→ **Auftrag**
Schreibe aus der Textpassage zum EU-Haushalt den Abschnitt von „Auch in Deutschland“ bis einschließlich „und Projekte bereitzustellen.“ wortgetreu ab.

→ **Textpassage**
━━━━━━

Auch in Deutschland gibt es nach wie vor Regionen, die einer Unterstützung durch die Europäische Union bedürfen. Deshalb haben alle Mitgliedstaaten einen Beitrag zur Konsolidierung des Haushaltes der EU zu leisten. Die Mitgliedstaaten sind hier gefragt, ihre Kreativität nicht nur auf zusätzliche Programme und Projekte zu beschränken, sondern auch mit konkreten Einsparvorschlägen aufzuwarten. So warb die Kommission erst kürzlich für mehr Einsparungen, aber eben auch um die Bereitschaft der Mitgliedstaaten, zusätzliche Mittel für neue Aufgaben und Projekte bereitzustellen.

━━━━━━

→ **Rohdaten**
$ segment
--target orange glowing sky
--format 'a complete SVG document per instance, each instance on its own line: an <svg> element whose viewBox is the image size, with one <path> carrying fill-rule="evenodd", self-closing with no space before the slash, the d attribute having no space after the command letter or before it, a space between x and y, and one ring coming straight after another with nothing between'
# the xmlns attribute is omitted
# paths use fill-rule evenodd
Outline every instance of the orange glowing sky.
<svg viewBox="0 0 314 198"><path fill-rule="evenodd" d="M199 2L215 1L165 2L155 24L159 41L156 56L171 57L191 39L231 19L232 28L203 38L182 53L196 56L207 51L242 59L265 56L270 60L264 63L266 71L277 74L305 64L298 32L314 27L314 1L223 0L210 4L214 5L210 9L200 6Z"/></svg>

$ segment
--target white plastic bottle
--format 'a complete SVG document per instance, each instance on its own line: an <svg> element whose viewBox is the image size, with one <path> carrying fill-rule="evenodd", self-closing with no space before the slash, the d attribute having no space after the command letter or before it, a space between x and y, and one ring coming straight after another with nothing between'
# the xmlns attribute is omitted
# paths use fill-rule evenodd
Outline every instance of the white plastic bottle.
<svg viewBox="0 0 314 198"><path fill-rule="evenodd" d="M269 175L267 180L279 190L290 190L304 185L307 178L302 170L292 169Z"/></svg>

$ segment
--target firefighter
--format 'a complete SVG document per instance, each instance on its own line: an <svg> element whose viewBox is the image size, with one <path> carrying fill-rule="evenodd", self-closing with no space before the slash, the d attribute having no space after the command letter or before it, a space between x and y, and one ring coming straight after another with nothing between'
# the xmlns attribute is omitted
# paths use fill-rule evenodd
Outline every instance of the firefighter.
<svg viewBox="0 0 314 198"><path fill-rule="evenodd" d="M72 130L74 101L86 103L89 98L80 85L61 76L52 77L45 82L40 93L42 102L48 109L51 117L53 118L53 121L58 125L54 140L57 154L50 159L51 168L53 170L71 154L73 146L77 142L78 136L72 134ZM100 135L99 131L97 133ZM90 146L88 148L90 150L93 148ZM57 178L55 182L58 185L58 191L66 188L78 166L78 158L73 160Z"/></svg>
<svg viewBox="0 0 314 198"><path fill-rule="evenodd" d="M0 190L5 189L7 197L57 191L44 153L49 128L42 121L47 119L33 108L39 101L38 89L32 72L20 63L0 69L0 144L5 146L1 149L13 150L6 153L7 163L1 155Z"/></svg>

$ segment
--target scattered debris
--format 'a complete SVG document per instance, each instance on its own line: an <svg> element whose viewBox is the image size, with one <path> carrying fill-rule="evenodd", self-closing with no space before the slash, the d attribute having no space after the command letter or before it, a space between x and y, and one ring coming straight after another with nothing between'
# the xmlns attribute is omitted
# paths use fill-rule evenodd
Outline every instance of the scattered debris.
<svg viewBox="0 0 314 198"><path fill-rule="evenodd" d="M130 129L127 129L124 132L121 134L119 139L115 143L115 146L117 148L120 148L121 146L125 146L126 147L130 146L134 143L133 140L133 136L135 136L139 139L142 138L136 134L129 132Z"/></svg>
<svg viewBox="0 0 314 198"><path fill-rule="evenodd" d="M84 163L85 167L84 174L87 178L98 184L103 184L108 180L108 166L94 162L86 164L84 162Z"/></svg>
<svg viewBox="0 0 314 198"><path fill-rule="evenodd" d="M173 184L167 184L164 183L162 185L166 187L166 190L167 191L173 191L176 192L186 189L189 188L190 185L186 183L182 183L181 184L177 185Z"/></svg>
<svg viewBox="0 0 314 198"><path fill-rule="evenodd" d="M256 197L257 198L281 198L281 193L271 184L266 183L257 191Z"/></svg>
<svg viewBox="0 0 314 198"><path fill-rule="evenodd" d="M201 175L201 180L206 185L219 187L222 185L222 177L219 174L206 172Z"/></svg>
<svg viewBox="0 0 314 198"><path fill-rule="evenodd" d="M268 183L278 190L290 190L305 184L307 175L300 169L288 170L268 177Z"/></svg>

━━━━━━

→ **Antwort zum Auftrag**
Auch in Deutschland gibt es nach wie vor Regionen, die einer Unterstützung durch die Europäische Union bedürfen. Deshalb haben alle Mitgliedstaaten einen Beitrag zur Konsolidierung des Haushaltes der EU zu leisten. Die Mitgliedstaaten sind hier gefragt, ihre Kreativität nicht nur auf zusätzliche Programme und Projekte zu beschränken, sondern auch mit konkreten Einsparvorschlägen aufzuwarten. So warb die Kommission erst kürzlich für mehr Einsparungen, aber eben auch um die Bereitschaft der Mitgliedstaaten, zusätzliche Mittel für neue Aufgaben und Projekte bereitzustellen.